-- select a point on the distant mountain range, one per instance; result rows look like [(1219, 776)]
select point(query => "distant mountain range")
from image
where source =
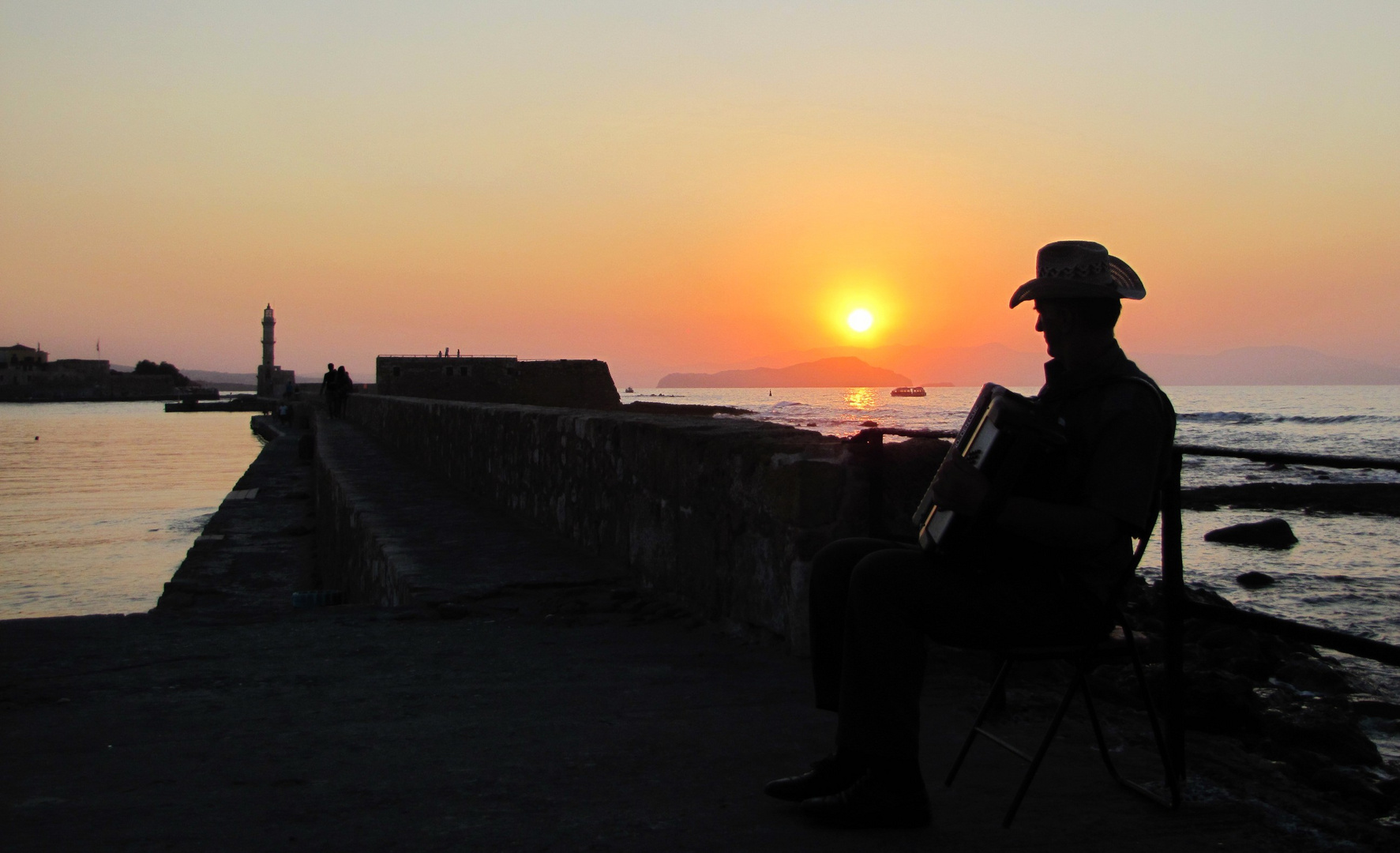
[(997, 363), (840, 371)]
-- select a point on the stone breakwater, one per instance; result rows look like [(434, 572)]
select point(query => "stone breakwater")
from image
[(723, 514)]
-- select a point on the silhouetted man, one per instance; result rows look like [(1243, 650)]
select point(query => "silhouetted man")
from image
[(1038, 568), (328, 384)]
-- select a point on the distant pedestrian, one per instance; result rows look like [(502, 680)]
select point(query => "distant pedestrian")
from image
[(343, 389), (328, 389)]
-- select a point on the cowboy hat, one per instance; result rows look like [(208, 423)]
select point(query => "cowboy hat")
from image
[(1075, 269)]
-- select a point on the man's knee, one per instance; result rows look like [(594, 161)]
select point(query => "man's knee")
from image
[(888, 576), (833, 563)]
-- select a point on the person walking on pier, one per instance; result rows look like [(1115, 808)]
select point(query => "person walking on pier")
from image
[(343, 389), (1038, 569), (328, 389)]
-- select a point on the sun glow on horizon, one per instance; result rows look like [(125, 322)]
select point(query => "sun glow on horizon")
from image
[(860, 320)]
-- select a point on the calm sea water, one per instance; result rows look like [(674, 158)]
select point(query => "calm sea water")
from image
[(1346, 570), (99, 510)]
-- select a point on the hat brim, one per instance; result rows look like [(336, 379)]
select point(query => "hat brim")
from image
[(1126, 286)]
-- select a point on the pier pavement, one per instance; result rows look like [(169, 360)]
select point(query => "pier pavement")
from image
[(566, 716)]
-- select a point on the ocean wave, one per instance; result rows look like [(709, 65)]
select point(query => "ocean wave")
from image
[(1246, 418)]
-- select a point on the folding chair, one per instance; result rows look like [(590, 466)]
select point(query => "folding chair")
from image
[(1084, 659)]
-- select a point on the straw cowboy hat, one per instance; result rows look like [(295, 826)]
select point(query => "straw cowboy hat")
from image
[(1075, 269)]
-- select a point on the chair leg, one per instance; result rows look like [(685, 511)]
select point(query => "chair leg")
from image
[(1041, 753), (1098, 727), (1173, 778), (997, 691)]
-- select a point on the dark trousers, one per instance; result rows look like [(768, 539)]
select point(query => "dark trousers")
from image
[(873, 603)]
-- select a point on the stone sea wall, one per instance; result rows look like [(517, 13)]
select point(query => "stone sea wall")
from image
[(723, 514)]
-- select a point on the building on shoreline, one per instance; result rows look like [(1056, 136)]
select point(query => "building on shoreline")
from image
[(20, 364), (28, 376)]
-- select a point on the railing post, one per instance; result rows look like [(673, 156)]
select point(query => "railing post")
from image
[(1173, 593), (876, 458)]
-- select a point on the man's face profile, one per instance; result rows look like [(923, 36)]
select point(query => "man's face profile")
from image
[(1056, 324)]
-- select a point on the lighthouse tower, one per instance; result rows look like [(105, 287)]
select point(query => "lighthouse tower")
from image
[(268, 340), (272, 380)]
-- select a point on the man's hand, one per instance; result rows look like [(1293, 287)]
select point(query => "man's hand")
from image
[(961, 488)]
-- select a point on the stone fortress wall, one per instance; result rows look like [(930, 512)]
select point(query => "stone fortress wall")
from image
[(576, 383), (723, 514)]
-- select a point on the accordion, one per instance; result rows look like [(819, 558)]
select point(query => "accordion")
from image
[(1004, 438)]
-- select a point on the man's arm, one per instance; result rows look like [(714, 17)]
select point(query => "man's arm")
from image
[(963, 489)]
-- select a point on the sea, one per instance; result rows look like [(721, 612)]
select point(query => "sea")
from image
[(99, 502)]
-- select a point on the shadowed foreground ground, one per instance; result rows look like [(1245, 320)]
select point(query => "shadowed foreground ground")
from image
[(570, 715), (505, 729)]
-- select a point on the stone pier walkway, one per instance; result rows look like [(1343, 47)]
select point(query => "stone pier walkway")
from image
[(535, 717)]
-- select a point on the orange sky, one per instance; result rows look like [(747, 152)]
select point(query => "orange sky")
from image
[(671, 185)]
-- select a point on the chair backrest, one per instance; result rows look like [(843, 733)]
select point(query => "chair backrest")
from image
[(1164, 458)]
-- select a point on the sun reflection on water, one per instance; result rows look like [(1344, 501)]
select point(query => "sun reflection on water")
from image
[(860, 398)]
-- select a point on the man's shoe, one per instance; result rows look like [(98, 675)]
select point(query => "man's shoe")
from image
[(873, 803), (826, 776)]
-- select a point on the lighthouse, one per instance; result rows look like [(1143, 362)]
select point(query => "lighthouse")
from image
[(268, 340), (272, 380)]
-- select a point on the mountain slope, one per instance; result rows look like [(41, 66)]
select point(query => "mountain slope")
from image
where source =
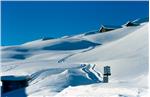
[(58, 66)]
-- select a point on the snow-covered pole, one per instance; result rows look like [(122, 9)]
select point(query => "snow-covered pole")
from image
[(106, 74)]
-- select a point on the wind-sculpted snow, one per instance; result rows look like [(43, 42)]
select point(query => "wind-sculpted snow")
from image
[(57, 79), (65, 66), (71, 45)]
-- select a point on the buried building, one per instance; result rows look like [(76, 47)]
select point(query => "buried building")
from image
[(10, 83)]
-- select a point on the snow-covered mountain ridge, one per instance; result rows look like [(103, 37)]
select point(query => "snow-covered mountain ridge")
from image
[(60, 67)]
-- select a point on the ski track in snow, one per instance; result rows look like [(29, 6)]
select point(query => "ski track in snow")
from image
[(65, 58), (56, 75)]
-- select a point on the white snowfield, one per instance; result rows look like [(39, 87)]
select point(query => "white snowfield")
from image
[(73, 66)]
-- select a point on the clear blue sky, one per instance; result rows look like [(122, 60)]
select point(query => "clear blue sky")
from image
[(27, 21)]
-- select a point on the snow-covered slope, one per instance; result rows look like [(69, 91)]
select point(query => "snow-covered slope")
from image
[(60, 67)]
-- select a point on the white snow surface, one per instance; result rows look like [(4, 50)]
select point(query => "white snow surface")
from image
[(73, 66)]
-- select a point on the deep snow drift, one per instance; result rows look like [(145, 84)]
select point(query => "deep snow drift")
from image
[(64, 67)]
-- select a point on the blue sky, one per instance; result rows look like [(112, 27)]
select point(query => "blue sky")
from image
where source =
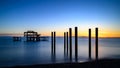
============
Work to do — Starting with the line that contains "-- select a point on the blue" and going on through the end of the lines, write those lines again with "blue sky" switched to "cloudless sky" and nothing else changed. Leave the pictures out of your answer.

Written solution —
-- select a point on the cloudless sky, one per instance; result rows look like [(112, 27)]
select point(query => "cloudless sky")
from image
where source =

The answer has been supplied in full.